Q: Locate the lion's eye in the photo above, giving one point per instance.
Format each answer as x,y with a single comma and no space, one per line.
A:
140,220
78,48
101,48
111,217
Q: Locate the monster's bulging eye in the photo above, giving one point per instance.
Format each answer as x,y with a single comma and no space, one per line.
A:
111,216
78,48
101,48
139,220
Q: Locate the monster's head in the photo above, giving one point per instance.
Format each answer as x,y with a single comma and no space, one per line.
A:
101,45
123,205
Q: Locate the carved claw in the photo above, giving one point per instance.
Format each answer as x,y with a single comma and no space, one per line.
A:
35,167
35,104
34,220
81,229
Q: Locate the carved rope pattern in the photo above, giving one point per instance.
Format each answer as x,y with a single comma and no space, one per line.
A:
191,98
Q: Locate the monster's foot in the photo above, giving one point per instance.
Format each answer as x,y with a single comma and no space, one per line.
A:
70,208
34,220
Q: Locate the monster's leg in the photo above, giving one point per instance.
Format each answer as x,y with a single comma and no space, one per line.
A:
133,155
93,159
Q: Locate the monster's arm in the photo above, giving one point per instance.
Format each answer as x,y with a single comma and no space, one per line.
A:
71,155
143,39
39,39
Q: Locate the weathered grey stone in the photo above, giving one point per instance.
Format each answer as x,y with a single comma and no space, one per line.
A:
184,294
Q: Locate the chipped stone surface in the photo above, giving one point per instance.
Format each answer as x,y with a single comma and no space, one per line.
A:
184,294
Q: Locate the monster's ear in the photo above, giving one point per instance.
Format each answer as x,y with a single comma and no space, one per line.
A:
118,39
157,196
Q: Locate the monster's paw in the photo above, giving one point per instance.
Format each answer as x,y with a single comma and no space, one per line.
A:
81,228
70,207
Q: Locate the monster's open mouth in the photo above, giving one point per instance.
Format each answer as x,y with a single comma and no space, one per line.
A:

* **TASK PROMPT**
Each line holding the word "carved" must be copied from the data.

* **EXERCISE SOLUTION**
Q: Locate the carved claw in the photo above, giving one point per instance.
Q: Locate the carved rope pattern in the photo above, giving one point per instance.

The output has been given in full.